TASK TO COMPLETE - Reproduce every row below word for word, leaving out the pictures.
--- BEGIN ---
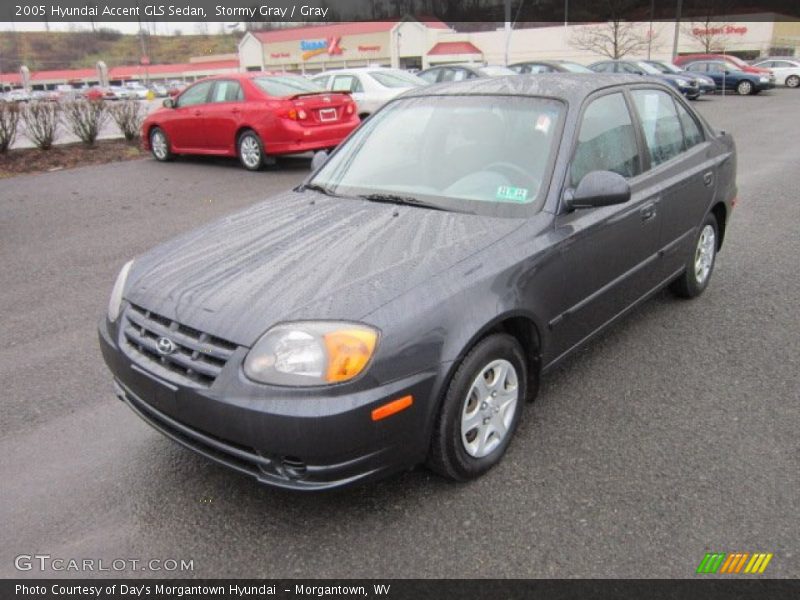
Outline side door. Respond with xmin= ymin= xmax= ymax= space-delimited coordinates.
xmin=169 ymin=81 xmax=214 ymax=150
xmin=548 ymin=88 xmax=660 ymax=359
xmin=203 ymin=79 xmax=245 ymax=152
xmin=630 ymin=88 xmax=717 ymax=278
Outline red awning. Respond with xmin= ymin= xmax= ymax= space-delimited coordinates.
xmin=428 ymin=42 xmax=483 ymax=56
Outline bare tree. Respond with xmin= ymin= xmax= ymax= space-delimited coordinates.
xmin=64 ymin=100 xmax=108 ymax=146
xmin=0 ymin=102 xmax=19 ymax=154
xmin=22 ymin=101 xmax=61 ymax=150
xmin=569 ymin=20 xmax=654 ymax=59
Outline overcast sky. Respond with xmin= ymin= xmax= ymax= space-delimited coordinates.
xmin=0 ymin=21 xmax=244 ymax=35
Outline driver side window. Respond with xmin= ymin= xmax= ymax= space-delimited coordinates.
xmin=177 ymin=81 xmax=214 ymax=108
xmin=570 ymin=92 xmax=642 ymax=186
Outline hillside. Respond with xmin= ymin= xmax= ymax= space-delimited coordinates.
--- END ---
WRITTEN SOLUTION -
Outline side door. Respond with xmin= ymin= xmax= ymax= space-delimited coordinates.
xmin=169 ymin=81 xmax=214 ymax=150
xmin=548 ymin=88 xmax=660 ymax=359
xmin=203 ymin=79 xmax=245 ymax=152
xmin=630 ymin=88 xmax=717 ymax=278
Outline red awning. Respond with xmin= ymin= xmax= ymax= space-delimited coordinates.
xmin=428 ymin=42 xmax=483 ymax=56
Outline bare tree. Respond with xmin= ymin= xmax= ymax= space-delimited coordinates.
xmin=64 ymin=100 xmax=108 ymax=146
xmin=0 ymin=102 xmax=19 ymax=154
xmin=22 ymin=101 xmax=61 ymax=150
xmin=569 ymin=20 xmax=654 ymax=59
Outline overcast sky. Respond with xmin= ymin= xmax= ymax= space-delimited coordinates.
xmin=0 ymin=21 xmax=244 ymax=35
Outline driver side window. Respond with xmin= ymin= xmax= ymax= space-delimited coordinates.
xmin=177 ymin=81 xmax=214 ymax=108
xmin=570 ymin=92 xmax=642 ymax=186
Outline hillside. Respond with xmin= ymin= xmax= ymax= space-delimited coordinates.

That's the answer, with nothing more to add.